*Problem details*
Find the line that holds "Target: massey ferguson tractor" in the material below. Output that line and each one after it exactly, but not the pictures.

*Material provided*
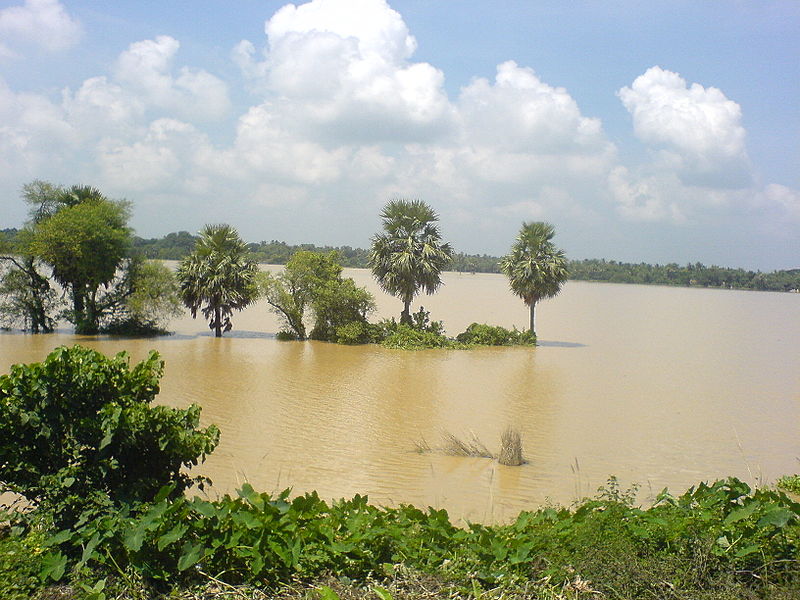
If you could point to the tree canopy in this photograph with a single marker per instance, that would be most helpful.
(218, 277)
(535, 268)
(409, 256)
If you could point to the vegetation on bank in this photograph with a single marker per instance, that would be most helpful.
(611, 271)
(107, 526)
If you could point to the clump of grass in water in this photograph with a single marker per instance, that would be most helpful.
(454, 446)
(511, 448)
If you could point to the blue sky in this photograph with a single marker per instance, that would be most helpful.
(658, 132)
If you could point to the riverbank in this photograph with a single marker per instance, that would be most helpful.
(719, 541)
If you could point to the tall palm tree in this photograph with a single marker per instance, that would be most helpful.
(409, 255)
(535, 268)
(218, 277)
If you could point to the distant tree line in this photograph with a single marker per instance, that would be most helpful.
(175, 246)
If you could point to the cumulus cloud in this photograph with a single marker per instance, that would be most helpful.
(697, 129)
(341, 71)
(146, 68)
(44, 23)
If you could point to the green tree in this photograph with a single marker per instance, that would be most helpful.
(218, 277)
(535, 268)
(314, 280)
(337, 304)
(143, 300)
(409, 256)
(78, 430)
(84, 242)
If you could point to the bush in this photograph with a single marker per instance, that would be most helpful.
(490, 335)
(790, 483)
(405, 337)
(77, 431)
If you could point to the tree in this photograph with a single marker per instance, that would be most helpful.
(84, 242)
(218, 277)
(143, 299)
(78, 430)
(313, 279)
(535, 268)
(409, 255)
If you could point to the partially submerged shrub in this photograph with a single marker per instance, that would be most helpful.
(78, 430)
(790, 483)
(491, 335)
(510, 448)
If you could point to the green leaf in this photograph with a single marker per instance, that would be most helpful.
(777, 517)
(326, 593)
(382, 593)
(53, 566)
(190, 555)
(741, 513)
(172, 536)
(59, 538)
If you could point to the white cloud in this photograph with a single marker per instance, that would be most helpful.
(697, 130)
(340, 71)
(41, 22)
(145, 68)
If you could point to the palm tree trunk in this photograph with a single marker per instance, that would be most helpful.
(217, 322)
(533, 308)
(405, 316)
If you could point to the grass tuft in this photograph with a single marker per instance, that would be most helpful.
(511, 448)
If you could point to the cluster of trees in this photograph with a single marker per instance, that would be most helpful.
(407, 257)
(690, 275)
(176, 245)
(73, 259)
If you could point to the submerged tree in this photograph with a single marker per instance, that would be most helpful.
(84, 242)
(218, 277)
(409, 255)
(535, 268)
(313, 279)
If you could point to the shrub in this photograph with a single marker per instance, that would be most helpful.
(790, 483)
(77, 430)
(490, 335)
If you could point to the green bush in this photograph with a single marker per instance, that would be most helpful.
(790, 483)
(77, 430)
(490, 335)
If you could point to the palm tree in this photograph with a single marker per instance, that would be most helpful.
(409, 255)
(218, 277)
(535, 268)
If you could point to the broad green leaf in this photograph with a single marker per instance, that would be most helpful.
(741, 513)
(382, 593)
(173, 535)
(190, 555)
(777, 517)
(53, 566)
(326, 593)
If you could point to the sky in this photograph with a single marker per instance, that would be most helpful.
(644, 131)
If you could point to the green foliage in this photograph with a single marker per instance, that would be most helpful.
(148, 297)
(535, 268)
(27, 300)
(409, 255)
(314, 280)
(490, 335)
(790, 483)
(340, 304)
(20, 564)
(218, 277)
(723, 536)
(84, 242)
(77, 431)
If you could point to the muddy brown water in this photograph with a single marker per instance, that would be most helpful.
(661, 387)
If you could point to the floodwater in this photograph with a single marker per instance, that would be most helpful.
(657, 386)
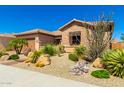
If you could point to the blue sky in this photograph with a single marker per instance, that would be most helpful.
(15, 19)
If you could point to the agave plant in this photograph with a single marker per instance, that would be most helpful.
(114, 62)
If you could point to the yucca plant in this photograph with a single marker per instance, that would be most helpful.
(114, 62)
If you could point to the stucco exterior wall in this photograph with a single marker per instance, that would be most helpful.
(37, 40)
(44, 39)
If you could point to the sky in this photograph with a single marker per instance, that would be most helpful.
(15, 19)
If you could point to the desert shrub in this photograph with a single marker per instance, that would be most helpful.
(49, 49)
(79, 51)
(61, 48)
(73, 57)
(8, 49)
(17, 44)
(114, 62)
(14, 57)
(100, 74)
(2, 52)
(35, 56)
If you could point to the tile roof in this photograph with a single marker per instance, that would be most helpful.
(7, 35)
(34, 31)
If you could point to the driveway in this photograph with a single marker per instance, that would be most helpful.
(16, 77)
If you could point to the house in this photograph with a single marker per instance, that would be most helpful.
(115, 44)
(72, 33)
(4, 40)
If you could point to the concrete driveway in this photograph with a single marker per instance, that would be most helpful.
(16, 77)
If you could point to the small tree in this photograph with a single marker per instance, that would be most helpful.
(18, 44)
(99, 37)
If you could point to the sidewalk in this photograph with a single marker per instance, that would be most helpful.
(16, 77)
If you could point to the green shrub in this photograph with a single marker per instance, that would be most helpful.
(49, 49)
(73, 57)
(114, 62)
(14, 57)
(100, 74)
(2, 52)
(79, 51)
(35, 56)
(61, 48)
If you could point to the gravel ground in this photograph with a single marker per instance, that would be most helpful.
(61, 66)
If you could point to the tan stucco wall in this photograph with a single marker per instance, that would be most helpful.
(73, 28)
(4, 42)
(37, 40)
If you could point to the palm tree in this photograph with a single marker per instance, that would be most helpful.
(18, 44)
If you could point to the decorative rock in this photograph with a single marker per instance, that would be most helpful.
(40, 64)
(4, 57)
(80, 68)
(45, 59)
(97, 63)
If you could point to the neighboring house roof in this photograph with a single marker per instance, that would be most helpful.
(72, 21)
(34, 31)
(7, 35)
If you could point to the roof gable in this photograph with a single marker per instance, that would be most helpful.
(74, 22)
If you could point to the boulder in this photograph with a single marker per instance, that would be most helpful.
(97, 63)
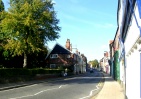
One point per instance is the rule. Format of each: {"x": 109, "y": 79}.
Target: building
{"x": 129, "y": 27}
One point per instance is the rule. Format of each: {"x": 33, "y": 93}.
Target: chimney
{"x": 68, "y": 44}
{"x": 70, "y": 47}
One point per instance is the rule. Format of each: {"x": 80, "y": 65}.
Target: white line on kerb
{"x": 91, "y": 92}
{"x": 37, "y": 93}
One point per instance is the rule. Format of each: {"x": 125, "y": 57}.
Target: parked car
{"x": 91, "y": 70}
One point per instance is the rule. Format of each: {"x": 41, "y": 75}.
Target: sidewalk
{"x": 110, "y": 90}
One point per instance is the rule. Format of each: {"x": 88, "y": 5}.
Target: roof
{"x": 58, "y": 49}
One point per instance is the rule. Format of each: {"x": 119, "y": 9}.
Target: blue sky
{"x": 89, "y": 24}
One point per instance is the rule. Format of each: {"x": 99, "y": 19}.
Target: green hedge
{"x": 7, "y": 72}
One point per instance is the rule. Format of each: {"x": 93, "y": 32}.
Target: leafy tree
{"x": 1, "y": 6}
{"x": 28, "y": 25}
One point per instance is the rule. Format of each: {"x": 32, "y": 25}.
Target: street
{"x": 80, "y": 87}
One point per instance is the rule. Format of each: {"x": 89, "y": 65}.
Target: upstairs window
{"x": 54, "y": 56}
{"x": 68, "y": 56}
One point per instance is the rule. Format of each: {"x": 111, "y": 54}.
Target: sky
{"x": 89, "y": 24}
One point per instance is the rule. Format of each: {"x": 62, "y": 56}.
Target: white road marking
{"x": 20, "y": 87}
{"x": 91, "y": 92}
{"x": 38, "y": 92}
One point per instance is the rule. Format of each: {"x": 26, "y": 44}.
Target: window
{"x": 52, "y": 66}
{"x": 68, "y": 56}
{"x": 54, "y": 56}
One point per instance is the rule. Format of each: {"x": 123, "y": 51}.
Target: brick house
{"x": 61, "y": 57}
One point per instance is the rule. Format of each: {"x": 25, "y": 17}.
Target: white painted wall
{"x": 133, "y": 61}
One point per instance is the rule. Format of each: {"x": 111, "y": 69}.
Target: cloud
{"x": 106, "y": 25}
{"x": 74, "y": 1}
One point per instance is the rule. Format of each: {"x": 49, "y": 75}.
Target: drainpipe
{"x": 140, "y": 71}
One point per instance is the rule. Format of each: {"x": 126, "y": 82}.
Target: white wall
{"x": 133, "y": 61}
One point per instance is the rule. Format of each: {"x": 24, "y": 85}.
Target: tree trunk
{"x": 25, "y": 61}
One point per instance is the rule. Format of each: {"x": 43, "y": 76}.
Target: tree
{"x": 28, "y": 25}
{"x": 1, "y": 6}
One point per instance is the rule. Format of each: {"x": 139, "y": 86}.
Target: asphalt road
{"x": 81, "y": 87}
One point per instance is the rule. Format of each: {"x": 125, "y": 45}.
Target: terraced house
{"x": 129, "y": 28}
{"x": 61, "y": 57}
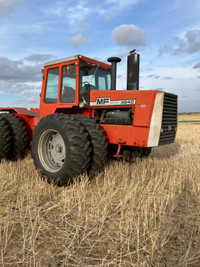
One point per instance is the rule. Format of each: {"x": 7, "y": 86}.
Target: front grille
{"x": 169, "y": 119}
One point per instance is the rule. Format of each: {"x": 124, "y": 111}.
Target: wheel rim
{"x": 51, "y": 150}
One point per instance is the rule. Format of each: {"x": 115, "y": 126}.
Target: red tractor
{"x": 82, "y": 118}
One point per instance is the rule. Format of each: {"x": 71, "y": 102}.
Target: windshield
{"x": 94, "y": 78}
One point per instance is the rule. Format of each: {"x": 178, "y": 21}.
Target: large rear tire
{"x": 60, "y": 148}
{"x": 99, "y": 153}
{"x": 19, "y": 136}
{"x": 5, "y": 139}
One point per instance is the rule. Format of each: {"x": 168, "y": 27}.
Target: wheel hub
{"x": 51, "y": 150}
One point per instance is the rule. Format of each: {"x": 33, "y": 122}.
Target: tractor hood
{"x": 121, "y": 98}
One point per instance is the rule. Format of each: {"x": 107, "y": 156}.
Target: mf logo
{"x": 103, "y": 100}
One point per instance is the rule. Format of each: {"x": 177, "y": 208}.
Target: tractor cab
{"x": 67, "y": 82}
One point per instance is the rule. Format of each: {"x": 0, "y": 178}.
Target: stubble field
{"x": 141, "y": 214}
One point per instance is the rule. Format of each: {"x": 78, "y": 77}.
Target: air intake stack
{"x": 114, "y": 61}
{"x": 133, "y": 62}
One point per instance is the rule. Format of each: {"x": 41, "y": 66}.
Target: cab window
{"x": 51, "y": 94}
{"x": 68, "y": 92}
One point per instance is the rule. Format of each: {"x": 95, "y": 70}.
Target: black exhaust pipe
{"x": 114, "y": 61}
{"x": 133, "y": 65}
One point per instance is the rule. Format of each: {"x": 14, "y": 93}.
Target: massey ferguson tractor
{"x": 83, "y": 118}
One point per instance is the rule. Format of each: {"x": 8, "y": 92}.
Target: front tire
{"x": 60, "y": 148}
{"x": 5, "y": 139}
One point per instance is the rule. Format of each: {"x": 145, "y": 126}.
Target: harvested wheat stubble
{"x": 144, "y": 214}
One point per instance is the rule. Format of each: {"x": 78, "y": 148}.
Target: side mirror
{"x": 69, "y": 69}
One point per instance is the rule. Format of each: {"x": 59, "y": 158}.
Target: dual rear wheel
{"x": 13, "y": 137}
{"x": 65, "y": 146}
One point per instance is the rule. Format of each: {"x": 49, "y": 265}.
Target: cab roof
{"x": 83, "y": 58}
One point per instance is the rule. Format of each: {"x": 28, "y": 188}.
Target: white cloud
{"x": 78, "y": 41}
{"x": 123, "y": 3}
{"x": 8, "y": 6}
{"x": 189, "y": 43}
{"x": 129, "y": 36}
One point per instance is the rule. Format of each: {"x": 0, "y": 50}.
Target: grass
{"x": 141, "y": 214}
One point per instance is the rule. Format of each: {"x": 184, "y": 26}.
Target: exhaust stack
{"x": 133, "y": 62}
{"x": 114, "y": 61}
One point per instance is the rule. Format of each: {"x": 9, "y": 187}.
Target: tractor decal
{"x": 105, "y": 101}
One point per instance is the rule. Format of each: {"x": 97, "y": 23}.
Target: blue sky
{"x": 166, "y": 34}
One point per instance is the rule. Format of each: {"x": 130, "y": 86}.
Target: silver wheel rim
{"x": 51, "y": 150}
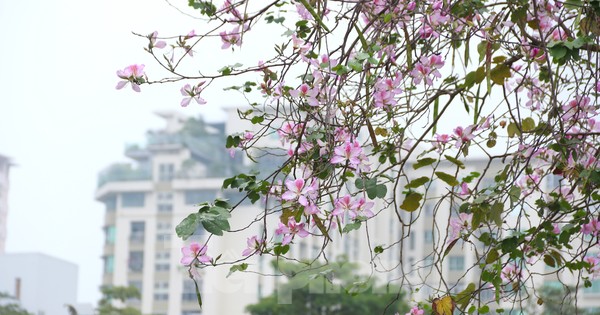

*Written solution*
Target: massey ferguson tractor
{"x": 83, "y": 118}
One point per instance is the rule. Format of each: {"x": 8, "y": 92}.
Target: front tire
{"x": 60, "y": 148}
{"x": 5, "y": 139}
One point per instance is the rule. Format of each: {"x": 145, "y": 126}.
Target: harvested wheat stubble
{"x": 144, "y": 214}
One point per instance is the rule. Format of each: {"x": 78, "y": 148}.
Target: side mirror
{"x": 69, "y": 69}
One point per instance is the rule. Format of each: {"x": 59, "y": 158}.
Target: dual rear wheel
{"x": 13, "y": 137}
{"x": 65, "y": 146}
One point per instance is the rule. Format of each: {"x": 49, "y": 265}.
Target: cab roof
{"x": 83, "y": 58}
One point per instance is the rule. Format of each: {"x": 28, "y": 188}.
Target: white cloud
{"x": 78, "y": 41}
{"x": 123, "y": 3}
{"x": 8, "y": 6}
{"x": 189, "y": 43}
{"x": 129, "y": 36}
One point per instance is the rule. Format of each: {"x": 0, "y": 50}.
Target: grass
{"x": 141, "y": 214}
One point per instance is the rule. Format of each: {"x": 184, "y": 26}.
Target: exhaust stack
{"x": 133, "y": 62}
{"x": 114, "y": 61}
One point per instance is the rule. Format of each: {"x": 9, "y": 187}.
Target: tractor decal
{"x": 105, "y": 101}
One point per instance is the rule. Format of each: {"x": 97, "y": 23}.
Target: blue sky
{"x": 166, "y": 34}
One point per instance is the rule. Format of each: {"x": 130, "y": 86}.
Target: silver wheel rim
{"x": 51, "y": 150}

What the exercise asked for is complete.